**Given passage:**
★ ★ ★ ★ ★
In [13]:
import pandas as pd
import torch
from sklearn.model_selection import train_test_split
from sklearn.metrics import classification_report, confusion_matrix
import seaborn as sns
import matplotlib.pyplot as plt
from transformers import AutoTokenizer, AutoModelForSequenceClassification, pipeline
from torch.utils.data import Dataset, DataLoader
from tqdm.auto import tqdm
from transformers import get_linear_schedule_with_warmup

In [14]:
# Let's take our IndoBERT tokenizer
bert_tokenizer = AutoTokenizer.from_pretrained('indonesia-bert-sentiment-classification')

# A sample sentence
sample_text = "Saya sangat senang dengan layanan BCA."

# --- Inspection Step 1: Tokenize ---
tokens = bert_tokenizer.tokenize(sample_text)
print(f"Sentence: {sample_text}")
print(f"Tokens: {tokens}")

# --- Inspection Step 2: Convert to IDs ---
input_ids = bert_tokenizer.convert_tokens_to_ids(tokens)
print(f"Input IDs: {input_ids}")

# The encode_plus method does both steps at once and adds special tokens
encoding = bert_tokenizer.encode_plus(sample_text, max_length=12, padding='max_length', truncation=True)
print(f"\nFull Encoding (with special tokens [CLS] and [SEP]):")
print(encoding['input_ids'])

Sentence: Saya sangat senang dengan layanan BCA.
Tokens: ['saya', 'sangat', 'senang', 'dengan', 'layanan', 'bca', '.']
Input IDs: [209, 310, 3000, 79, 1629, 8320, 30470]

Full Encoding (with special tokens [CLS] and [SEP]):
[2, 209, 310, 3000, 79, 1629, 8320, 30470, 3, 0, 0, 0]


In [15]:
# Load the model
bert_model = AutoModelForSequenceClassification.from_pretrained('indonesia-bert-sentiment-classification')
★ ★ ★ ★ ★
**Direction a:** State how many lines of the records below contain the string "block", treating uppercase and lowercase as different. Give only the number.
★ ★ ★ ★ ★
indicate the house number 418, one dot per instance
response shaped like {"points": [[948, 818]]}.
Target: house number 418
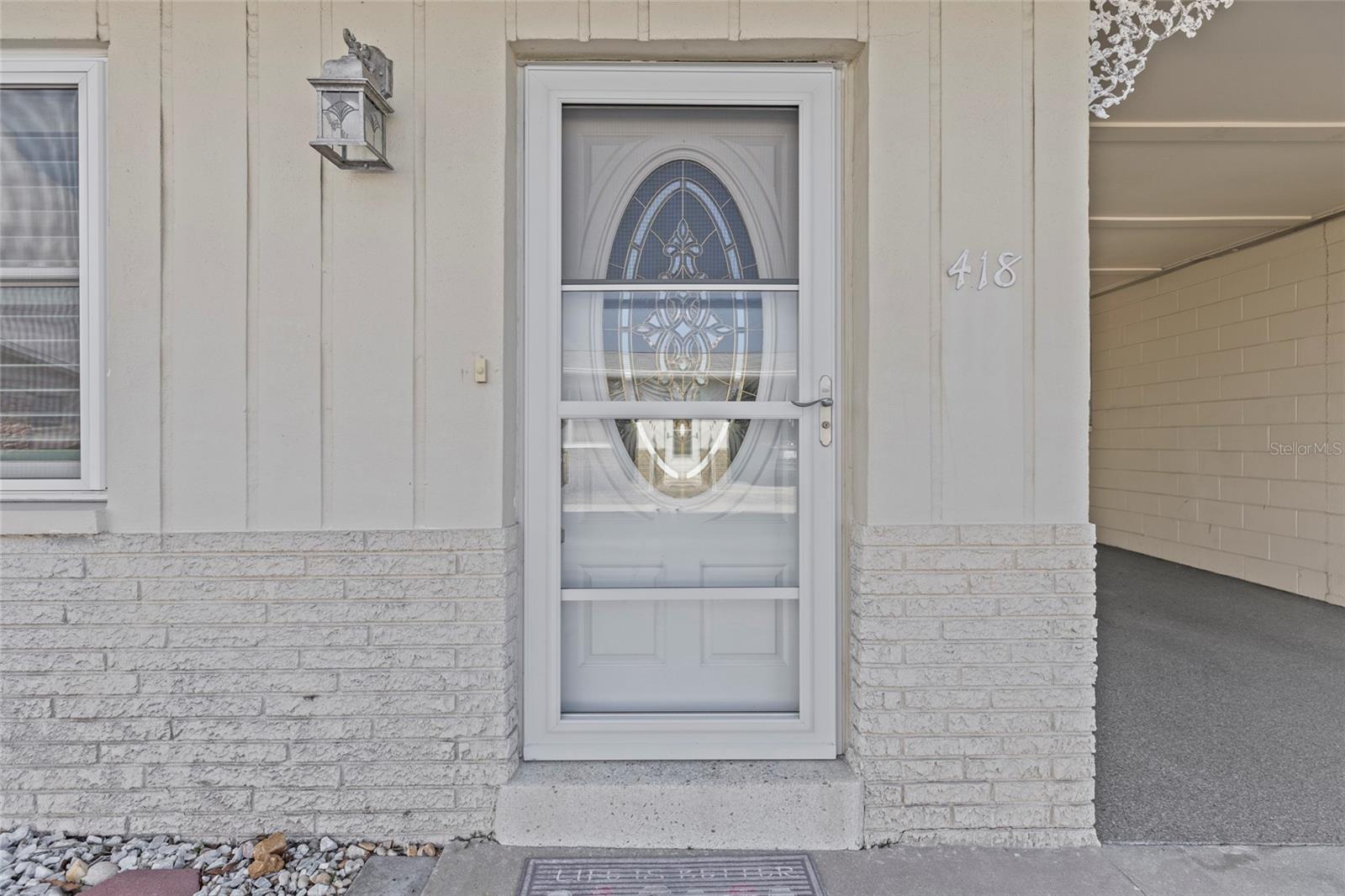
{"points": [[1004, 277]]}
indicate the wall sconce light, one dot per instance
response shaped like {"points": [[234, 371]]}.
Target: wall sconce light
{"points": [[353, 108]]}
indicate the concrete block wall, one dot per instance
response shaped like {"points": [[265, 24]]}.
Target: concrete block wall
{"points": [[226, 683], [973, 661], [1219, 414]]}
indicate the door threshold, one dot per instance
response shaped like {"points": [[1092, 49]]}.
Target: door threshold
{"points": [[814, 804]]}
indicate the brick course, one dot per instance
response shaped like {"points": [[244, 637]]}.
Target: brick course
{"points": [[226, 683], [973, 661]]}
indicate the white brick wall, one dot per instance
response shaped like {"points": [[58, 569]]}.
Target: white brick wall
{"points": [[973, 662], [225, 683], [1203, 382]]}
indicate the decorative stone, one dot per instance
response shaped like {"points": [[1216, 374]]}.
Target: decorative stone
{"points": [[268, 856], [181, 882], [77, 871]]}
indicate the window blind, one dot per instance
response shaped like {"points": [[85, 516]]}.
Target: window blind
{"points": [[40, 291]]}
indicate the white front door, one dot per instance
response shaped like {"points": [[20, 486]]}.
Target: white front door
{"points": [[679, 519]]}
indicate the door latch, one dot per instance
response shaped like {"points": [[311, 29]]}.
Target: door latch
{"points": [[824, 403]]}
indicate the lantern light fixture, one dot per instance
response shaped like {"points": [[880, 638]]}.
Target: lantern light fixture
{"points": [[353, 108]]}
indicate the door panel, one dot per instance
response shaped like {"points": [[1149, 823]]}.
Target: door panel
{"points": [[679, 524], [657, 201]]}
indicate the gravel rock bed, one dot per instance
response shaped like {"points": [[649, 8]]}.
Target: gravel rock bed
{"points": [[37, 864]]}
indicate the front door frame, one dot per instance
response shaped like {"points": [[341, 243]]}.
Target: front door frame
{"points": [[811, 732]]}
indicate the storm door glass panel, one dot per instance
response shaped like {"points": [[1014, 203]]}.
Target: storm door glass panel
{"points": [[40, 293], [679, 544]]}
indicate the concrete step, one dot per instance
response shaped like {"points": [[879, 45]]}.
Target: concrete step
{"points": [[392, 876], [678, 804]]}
★ ★ ★ ★ ★
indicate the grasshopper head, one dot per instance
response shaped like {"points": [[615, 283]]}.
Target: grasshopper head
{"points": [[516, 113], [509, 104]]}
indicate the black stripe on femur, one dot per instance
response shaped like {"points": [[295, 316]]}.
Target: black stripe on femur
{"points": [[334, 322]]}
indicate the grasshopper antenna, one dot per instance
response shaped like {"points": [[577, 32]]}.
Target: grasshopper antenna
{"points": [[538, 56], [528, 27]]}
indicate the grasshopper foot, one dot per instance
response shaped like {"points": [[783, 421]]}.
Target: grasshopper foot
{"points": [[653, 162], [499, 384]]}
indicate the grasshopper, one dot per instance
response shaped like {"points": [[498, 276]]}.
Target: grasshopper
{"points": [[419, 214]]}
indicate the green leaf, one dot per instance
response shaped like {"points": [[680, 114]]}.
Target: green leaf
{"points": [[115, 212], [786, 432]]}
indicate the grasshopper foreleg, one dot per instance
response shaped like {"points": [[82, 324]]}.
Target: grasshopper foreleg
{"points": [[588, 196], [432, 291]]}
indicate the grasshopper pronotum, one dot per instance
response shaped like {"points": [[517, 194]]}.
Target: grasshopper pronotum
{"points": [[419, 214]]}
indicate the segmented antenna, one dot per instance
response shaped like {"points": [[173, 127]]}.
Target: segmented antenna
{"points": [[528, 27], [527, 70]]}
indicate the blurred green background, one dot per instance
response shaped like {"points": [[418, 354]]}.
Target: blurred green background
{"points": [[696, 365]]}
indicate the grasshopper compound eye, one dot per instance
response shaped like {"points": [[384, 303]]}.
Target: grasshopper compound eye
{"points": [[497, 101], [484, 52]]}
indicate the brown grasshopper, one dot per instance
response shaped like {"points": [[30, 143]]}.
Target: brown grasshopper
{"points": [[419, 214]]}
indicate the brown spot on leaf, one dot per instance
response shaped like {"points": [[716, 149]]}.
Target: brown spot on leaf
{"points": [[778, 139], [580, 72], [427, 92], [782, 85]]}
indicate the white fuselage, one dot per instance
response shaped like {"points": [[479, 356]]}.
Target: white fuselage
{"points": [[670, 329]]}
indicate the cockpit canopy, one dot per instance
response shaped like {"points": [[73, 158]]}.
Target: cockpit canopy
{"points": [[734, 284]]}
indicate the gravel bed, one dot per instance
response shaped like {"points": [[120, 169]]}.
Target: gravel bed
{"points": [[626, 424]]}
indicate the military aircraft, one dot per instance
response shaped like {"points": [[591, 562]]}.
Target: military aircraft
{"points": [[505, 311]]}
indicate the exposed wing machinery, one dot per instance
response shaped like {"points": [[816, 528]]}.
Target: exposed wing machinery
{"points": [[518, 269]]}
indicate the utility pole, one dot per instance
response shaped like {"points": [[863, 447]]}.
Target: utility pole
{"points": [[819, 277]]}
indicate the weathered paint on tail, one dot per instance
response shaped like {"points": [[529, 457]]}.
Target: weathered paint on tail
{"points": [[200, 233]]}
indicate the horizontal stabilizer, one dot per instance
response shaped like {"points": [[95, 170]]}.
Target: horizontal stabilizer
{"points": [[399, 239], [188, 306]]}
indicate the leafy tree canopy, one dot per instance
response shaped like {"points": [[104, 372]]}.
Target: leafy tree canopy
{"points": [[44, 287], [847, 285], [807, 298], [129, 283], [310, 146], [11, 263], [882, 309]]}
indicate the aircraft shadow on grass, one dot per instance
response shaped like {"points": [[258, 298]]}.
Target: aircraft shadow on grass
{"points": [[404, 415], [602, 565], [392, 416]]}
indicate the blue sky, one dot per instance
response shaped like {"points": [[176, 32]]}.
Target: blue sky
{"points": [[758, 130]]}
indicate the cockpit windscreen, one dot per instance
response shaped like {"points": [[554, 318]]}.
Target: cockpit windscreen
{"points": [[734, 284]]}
★ ★ ★ ★ ★
**Direction b:** Copy everything in the tokenizer notebook from "# The encode_plus" down to "print(encoding['input_ids'])", substituting "reserved tokens" for "special tokens" wherever it occurs.

**Worked solution a:** 2

**Worked solution b:**
# The encode_plus method does both steps at once and adds reserved tokens
encoding = bert_tokenizer.encode_plus(sample_text, max_length=12, padding='max_length', truncation=True)
print(f"\nFull Encoding (with reserved tokens [CLS] and [SEP]):")
print(encoding['input_ids'])